Texte fourni:
────

Revue Le Spiritisme

La revue Le Spiritisme est l'Organe officiel de l’Union Spirite Française créée en 1882. Le directeur de cette revue est Gabriel Delanne. La première année d'édition est 1883/1884. Voici le premier éditorial :

Des numéros seront mis à disposition progressivement en bas de cette page

À NOS LECTEURS

 

Qui nous sommes ?

Ce que nous voulons ?

Comment nous le voulons ?

Qui nous sommes et ce que nous voulons, notre titre, qui est un drapeau, suffit à le dire. Comment nous le voulons ? Notre sous-titre est la réponse.

Nous sommes des spirites, et nous voulons répandre le spiritisme. Pour le répandre, nous nous sommes unis, afin de constituer en un faisceau notre force collective.

En venant prendre place dans les rangs de la presse spirite, nous tenons à déterminer le caractère spécial de notre organe.

────

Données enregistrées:
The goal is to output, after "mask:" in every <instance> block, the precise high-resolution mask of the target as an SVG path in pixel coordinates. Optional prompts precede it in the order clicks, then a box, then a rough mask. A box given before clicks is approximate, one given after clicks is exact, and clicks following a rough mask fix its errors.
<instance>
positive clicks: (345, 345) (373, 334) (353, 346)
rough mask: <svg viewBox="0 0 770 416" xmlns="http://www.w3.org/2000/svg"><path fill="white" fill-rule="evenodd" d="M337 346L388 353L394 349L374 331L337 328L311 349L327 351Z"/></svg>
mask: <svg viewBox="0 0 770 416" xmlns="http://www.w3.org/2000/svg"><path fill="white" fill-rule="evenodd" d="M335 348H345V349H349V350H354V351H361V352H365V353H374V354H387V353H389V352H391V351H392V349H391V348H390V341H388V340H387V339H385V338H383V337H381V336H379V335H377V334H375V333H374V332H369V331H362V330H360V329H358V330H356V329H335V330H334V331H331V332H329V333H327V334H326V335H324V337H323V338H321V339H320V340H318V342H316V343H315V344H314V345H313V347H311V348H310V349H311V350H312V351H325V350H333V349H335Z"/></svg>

────

Consignes de l'exercice:
1) Indiquez si chacune des affirmations suivantes est conforme au texte sur la revue Le Spiritisme, en répondant par oui ou par non et en citant les mots du texte qui tranchent. (a) Gabriel Delanne dirige la revue. (b) La première année d'édition de la revue est 1885. (c) Les auteurs de l'éditorial déclarent s'être unis pour former une force collective.
2) Recopiez sans rien changer le passage du texte sur la revue Le Spiritisme qui commence par « La revue Le » et se poursuit jusqu'à « nous voulons ? ».

Réponses aux consignes:
1)
(a) Oui : « Le directeur de cette revue est Gabriel Delanne. »
(b) Non : « La première année d'édition est 1883/1884. »
(c) Oui : « Pour le répandre, nous nous sommes unis, afin de constituer en un faisceau notre force collective. »

2)
La revue Le Spiritisme est l'Organe officiel de l’Union Spirite Française créée en 1882. Le directeur de cette revue est Gabriel Delanne. La première année d'édition est 1883/1884. Voici le premier éditorial :

Des numéros seront mis à disposition progressivement en bas de cette page

À NOS LECTEURS

 

Qui nous sommes ?

Ce que nous voulons ?